> [Aim]: Return every line of the material exactly.

> [Listed entries]:

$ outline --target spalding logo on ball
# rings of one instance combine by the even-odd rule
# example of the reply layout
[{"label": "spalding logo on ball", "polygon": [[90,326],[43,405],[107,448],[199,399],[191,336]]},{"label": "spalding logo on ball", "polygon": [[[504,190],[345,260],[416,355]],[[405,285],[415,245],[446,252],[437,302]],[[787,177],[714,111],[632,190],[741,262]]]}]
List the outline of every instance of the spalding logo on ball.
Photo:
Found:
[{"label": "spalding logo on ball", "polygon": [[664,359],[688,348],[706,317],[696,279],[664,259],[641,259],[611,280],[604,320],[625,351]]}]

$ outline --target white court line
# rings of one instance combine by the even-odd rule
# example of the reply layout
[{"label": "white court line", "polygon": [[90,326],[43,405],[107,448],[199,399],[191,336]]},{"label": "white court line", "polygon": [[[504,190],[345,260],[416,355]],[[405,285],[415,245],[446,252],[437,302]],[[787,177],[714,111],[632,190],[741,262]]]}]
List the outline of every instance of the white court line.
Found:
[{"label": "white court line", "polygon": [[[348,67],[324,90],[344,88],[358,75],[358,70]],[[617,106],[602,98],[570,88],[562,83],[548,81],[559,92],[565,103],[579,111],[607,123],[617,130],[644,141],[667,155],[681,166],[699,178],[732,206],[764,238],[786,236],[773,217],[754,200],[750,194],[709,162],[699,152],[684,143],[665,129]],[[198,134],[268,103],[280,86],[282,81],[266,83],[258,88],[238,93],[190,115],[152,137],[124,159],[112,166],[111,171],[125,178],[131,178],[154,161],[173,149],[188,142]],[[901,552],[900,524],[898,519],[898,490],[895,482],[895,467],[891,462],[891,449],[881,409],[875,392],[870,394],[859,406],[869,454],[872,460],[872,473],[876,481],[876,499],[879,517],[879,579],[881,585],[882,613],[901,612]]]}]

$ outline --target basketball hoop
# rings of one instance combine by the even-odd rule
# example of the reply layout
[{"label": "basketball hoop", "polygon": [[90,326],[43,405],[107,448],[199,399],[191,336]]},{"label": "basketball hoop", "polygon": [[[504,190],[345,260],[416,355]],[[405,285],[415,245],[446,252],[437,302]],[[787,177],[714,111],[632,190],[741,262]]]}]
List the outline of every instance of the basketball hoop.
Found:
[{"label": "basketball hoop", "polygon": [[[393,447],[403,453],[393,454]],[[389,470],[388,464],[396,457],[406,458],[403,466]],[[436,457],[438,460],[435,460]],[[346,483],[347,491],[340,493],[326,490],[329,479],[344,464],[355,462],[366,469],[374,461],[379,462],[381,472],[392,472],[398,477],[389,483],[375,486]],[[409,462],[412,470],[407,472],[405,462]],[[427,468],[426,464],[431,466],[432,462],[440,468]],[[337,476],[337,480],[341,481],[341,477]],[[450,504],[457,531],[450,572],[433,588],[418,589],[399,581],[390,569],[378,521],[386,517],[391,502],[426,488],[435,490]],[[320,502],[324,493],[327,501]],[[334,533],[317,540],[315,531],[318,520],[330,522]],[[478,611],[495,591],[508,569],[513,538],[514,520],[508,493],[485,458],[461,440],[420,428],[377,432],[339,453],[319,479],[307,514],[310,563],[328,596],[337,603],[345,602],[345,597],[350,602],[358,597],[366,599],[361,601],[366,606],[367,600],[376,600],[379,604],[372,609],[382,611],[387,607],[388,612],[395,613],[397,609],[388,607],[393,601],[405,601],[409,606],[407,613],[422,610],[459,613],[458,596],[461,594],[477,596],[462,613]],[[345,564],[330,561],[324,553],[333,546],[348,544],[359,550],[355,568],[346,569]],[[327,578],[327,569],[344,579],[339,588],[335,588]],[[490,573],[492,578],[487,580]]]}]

> [Solution]:
$ outline --target spalding logo on ball
# rings of one instance combine by the even-odd rule
# example of the reply layout
[{"label": "spalding logo on ball", "polygon": [[90,326],[43,405],[107,448],[199,399],[191,336]]},{"label": "spalding logo on ball", "polygon": [[[504,190],[345,260],[416,355]],[[405,285],[415,245],[446,252],[437,302]],[[787,177],[714,111],[632,190],[741,262]]]}]
List the outline of every instance of the spalding logo on ball.
Photo:
Found:
[{"label": "spalding logo on ball", "polygon": [[664,359],[688,348],[706,317],[696,279],[664,259],[641,259],[611,280],[604,320],[625,351]]}]

$ outline --target white court line
# rings of one instance combine by the even-odd rule
# example of the reply layout
[{"label": "white court line", "polygon": [[90,326],[43,405],[107,448],[199,399],[191,336]]},{"label": "white court line", "polygon": [[[504,190],[345,260],[416,355]],[[405,285],[415,245],[446,252],[437,302]],[[787,177],[714,111],[632,190],[741,262]]]}]
List the outline of every instance of the white court line.
Found:
[{"label": "white court line", "polygon": [[[348,67],[324,90],[344,88],[358,75],[358,70]],[[617,106],[602,98],[570,88],[562,83],[548,81],[559,92],[565,103],[579,111],[607,123],[617,130],[644,141],[667,155],[681,166],[699,178],[732,206],[764,238],[786,236],[773,217],[754,200],[750,194],[709,162],[699,152],[684,143],[665,129]],[[198,134],[268,103],[280,86],[282,81],[266,83],[258,88],[238,93],[190,115],[152,137],[124,159],[112,166],[111,171],[125,178],[131,178],[154,161],[173,149],[188,142]],[[901,552],[900,524],[898,519],[898,490],[895,482],[895,467],[891,462],[891,449],[881,409],[875,392],[870,394],[859,406],[869,454],[872,460],[872,473],[876,481],[876,499],[879,517],[879,579],[881,585],[882,613],[901,612]]]}]

$ outline --target basketball hoop
# rings of one instance combine by the even-odd rule
# example of the reply layout
[{"label": "basketball hoop", "polygon": [[90,326],[43,405],[107,448],[199,399],[191,336]]},{"label": "basketball hoop", "polygon": [[[504,190],[345,260],[416,355]],[[405,285],[415,245],[446,252],[437,302]],[[787,177],[714,111],[632,190],[741,262]]]}]
List the outline of every instance of the basketball hoop.
Found:
[{"label": "basketball hoop", "polygon": [[[393,447],[403,453],[393,454]],[[389,470],[388,464],[396,457],[406,458],[403,466]],[[436,457],[438,460],[435,460]],[[346,483],[347,491],[340,493],[326,490],[329,479],[344,464],[355,462],[366,469],[374,461],[379,462],[381,472],[392,472],[398,477],[389,483],[375,486]],[[409,462],[412,470],[407,472],[405,462]],[[427,468],[426,464],[431,466],[432,462],[440,468]],[[337,476],[337,480],[341,481],[341,477]],[[450,504],[457,531],[450,572],[433,588],[418,589],[399,581],[390,569],[378,521],[386,517],[391,502],[426,488],[435,490]],[[320,502],[324,493],[327,501]],[[334,533],[317,540],[315,531],[318,520],[330,522]],[[478,611],[495,591],[508,569],[513,538],[514,520],[508,493],[485,458],[461,440],[420,428],[377,432],[339,453],[319,479],[307,514],[310,563],[328,596],[337,603],[345,602],[345,597],[350,602],[358,597],[366,599],[361,601],[366,606],[367,600],[376,600],[379,604],[372,609],[382,611],[387,607],[388,612],[395,613],[397,609],[388,607],[393,601],[405,601],[409,606],[407,613],[422,610],[459,613],[458,596],[461,594],[477,596],[462,613]],[[345,564],[330,561],[324,553],[333,546],[348,544],[359,550],[355,568],[346,569]],[[327,578],[327,569],[344,579],[339,588],[335,588]],[[490,573],[492,578],[487,580]]]}]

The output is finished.